◆ **Istruzioni**
(a) Traduci in inglese questa frase dell'estratto: "In cima alla piccola pila di volumi c’è La vita bugiarda degli adulti di Elena Ferrante!"
(b) Secondo l'estratto, in quale città e in quale luogo avviene la lettura del romanzo di Elena Ferrante?

◆ **Estratto**
▬▬▬▬▬▬

Mi trovavo in Uruguay e ascoltavo alcune signore sedute non lontano da me, discutere, in spagnolo off course, sulla vera identità della Ferrante. Ferrante, Ferrante, il nome era ripetuto, citato, ricordato con ammirazione; mi sono resa conto che mi mancava qualcosa, che stavo invecchiando senza aver mai letto nulla di questa misteriosa scrittrice, che forse è uno scrittore, no, sono una coppia, lei insegna all’università… e via dicendo anzi, elucubrando.
Sono passati mesi, mi sono dedicata a Bolaño, a Brokken, Spinelli, Isaac Singer e inaspettatamente GP Serino mi fa omaggio di alcuni libri, ci siamo dovuti fermare un po’ per il virus e ora siamo affamati, carenti.
In cima alla piccola pila di volumi c’è La vita bugiarda degli adulti di Elena Ferrante!
Naturalmente l’ho preso, rigirato, infilato nella borsa che mi accompagna in ogni spostamento e a Lugano, in un bel giardino pieno di fiori mi sono immersa nella lettura. Due giorni, a intervalli perché i doveri sociali incombono, ma subito a ri-immergermi in quel fiume di parole, forse anche troppe, che accompagnano la vicenda e delineano il romanzo. Tanti personaggi, una famiglia, una ragazzina che scopre amaramente la vera vita, al di fuori e al disopra delle bugie, delle convenzioni degli adulti. Detta così sembra facile, ma la vicenda è estremamente complicata da personaggi che irrompono prepotentemente e interrompono il regolare flusso di vita di una famiglia, che famiglia non è, ma si scopre strada facendo, e la frantumano.
Da subito ho sentito pesare, nell’economia del racconto, l’eccesso di parole, come se non fossero mai sufficienti per descrivere, scavare, portare alla luce i moti dell’anima, che si rivelano terremoti. Forse perché amo la prosa semplice, forse perché Ivy Compton Burnett è una maestra per me, forse perché anche, e persino, Manzoni ha detto tanto con poche parole ho sentito crescermi dentro un sottile senso di disagio, sempre più forte mano a mano che i personaggi che parevano definiti diventano indefiniti, incoerenti, e mi è parso di tornare a tanti anni fa, a una telenovela brasiliana, così rozza da essere insuperabile: Esmeralda, dove si intuiva che in ogni puntata il regista o chi per lui decideva, last minute, che cosa sarebbe successo. Così mi pare di questo romanzo, che parte da un’idea, anche una buona idea, dai vagabondaggi di una ragazzina che diventa cinicamente donna (ma Moravia l’aveva già così ben raccontata ne La noia), dei suoi esperimenti con il sesso, con l’amore, delle bugie degli adulti, delle loro fragilità e incoerenze, ma senza che i personaggi acquistino una vera dimensione e le loro vite non assomiglino a dei tentativi letterari ma delle vere vite. Vanno e vengono, mutano, ma non c’è logica né maturazione in questo procedere, c’è fatica. C’è il bisogno di portare a termine un nuovo romanzo al quale però manca una vera ispirazione, una necessità. Lo scrittore, il vero “scrittore” deve scrivere per liberarsi della storia che gli è cresciuta dentro, le sue parole diventano essenziali, ecco, il “Verbo”. Che si incarna, è concreto e genera vere storie e vere vite. In questo romanzo le vite sono raccontate ma non vivono, le parole, tante, troppe, non creano, non hanno quel ritmo che rende “necessario” un romanzo. La costruzione è sapiente, ma è come un castello di carte, è vuota.

▬▬▬▬▬▬

◆ **Voci di dati memorizzati**
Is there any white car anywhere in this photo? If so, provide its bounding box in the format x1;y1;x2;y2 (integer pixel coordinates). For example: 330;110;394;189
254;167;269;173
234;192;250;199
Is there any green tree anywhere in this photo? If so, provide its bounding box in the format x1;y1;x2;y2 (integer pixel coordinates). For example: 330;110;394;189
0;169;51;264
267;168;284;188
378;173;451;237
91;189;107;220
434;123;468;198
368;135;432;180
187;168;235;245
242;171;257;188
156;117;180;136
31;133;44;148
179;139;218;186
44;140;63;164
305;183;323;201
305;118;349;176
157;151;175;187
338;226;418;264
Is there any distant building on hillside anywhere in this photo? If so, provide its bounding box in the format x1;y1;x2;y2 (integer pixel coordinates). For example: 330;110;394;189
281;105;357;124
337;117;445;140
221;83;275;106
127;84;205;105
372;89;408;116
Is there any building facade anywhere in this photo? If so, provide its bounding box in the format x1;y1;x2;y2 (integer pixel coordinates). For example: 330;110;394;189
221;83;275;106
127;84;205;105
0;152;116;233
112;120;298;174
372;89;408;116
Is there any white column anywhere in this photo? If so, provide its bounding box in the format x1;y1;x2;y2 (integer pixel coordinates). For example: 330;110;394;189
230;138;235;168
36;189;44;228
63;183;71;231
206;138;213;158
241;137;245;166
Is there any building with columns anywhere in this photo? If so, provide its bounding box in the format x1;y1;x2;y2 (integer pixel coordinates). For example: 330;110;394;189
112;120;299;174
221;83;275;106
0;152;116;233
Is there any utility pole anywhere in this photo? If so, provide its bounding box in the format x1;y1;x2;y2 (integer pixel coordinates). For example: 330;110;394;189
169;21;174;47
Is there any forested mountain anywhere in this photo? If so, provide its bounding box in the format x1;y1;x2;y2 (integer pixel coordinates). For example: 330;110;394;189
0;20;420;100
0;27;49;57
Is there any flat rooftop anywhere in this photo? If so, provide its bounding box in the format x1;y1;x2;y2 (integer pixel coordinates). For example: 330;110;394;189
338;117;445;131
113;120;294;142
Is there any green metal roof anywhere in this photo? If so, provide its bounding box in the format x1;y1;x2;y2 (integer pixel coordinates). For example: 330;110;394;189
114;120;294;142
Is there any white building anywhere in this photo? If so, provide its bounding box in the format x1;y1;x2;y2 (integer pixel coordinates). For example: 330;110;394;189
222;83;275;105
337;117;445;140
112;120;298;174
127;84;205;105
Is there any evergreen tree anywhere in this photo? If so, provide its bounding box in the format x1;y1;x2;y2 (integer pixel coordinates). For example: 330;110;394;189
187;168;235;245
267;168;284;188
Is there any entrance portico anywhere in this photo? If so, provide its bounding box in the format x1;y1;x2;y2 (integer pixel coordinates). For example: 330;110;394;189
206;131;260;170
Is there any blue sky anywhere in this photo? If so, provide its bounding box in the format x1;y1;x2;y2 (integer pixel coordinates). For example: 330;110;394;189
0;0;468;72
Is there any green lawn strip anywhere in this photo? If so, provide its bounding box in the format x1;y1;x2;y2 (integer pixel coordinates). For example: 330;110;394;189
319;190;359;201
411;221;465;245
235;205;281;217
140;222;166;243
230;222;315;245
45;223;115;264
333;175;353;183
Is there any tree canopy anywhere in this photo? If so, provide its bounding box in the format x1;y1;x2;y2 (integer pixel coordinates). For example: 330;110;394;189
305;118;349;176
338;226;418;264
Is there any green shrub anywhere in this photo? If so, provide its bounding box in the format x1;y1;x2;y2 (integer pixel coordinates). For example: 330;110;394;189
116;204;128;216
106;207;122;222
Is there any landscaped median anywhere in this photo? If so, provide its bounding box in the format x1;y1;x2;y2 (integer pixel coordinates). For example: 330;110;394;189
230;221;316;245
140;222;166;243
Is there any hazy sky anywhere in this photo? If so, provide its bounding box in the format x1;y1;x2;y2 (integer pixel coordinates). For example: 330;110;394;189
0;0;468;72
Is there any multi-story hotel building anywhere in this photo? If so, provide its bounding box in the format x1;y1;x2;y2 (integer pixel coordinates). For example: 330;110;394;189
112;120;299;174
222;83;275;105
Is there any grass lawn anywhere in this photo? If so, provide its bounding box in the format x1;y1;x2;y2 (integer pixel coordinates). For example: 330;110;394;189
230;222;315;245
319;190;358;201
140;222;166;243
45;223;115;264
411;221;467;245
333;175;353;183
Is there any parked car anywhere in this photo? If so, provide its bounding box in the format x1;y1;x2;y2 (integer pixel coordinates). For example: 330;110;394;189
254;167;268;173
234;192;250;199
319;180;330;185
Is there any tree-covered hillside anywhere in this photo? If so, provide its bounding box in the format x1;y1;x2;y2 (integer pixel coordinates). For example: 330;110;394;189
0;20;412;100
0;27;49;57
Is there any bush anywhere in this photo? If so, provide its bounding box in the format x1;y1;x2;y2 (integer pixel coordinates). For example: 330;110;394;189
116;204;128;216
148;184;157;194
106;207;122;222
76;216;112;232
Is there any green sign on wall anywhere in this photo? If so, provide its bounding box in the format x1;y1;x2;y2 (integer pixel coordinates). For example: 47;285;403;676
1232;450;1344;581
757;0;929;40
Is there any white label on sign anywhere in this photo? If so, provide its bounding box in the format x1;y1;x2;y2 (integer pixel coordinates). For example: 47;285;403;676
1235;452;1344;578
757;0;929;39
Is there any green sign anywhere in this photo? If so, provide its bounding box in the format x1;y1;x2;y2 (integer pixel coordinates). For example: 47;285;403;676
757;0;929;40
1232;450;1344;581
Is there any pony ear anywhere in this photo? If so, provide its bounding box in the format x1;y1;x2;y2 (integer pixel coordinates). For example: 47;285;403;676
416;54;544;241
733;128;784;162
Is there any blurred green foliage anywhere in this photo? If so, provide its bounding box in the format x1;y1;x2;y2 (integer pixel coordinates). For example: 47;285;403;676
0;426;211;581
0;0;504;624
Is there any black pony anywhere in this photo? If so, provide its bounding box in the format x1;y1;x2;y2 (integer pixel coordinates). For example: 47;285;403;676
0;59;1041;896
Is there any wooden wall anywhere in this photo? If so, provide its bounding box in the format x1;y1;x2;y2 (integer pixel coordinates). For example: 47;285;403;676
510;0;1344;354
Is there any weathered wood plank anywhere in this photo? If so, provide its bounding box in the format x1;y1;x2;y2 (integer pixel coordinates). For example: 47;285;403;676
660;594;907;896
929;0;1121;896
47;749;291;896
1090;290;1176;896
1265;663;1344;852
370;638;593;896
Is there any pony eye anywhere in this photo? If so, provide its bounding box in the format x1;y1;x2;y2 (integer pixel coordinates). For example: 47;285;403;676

▬▬▬▬▬▬

◆ **Risposte fornite**
(a) At the top of the small stack of books is The Lying Life of Adults by Elena Ferrante!

(b) A Lugano, in un bel giardino pieno di fiori.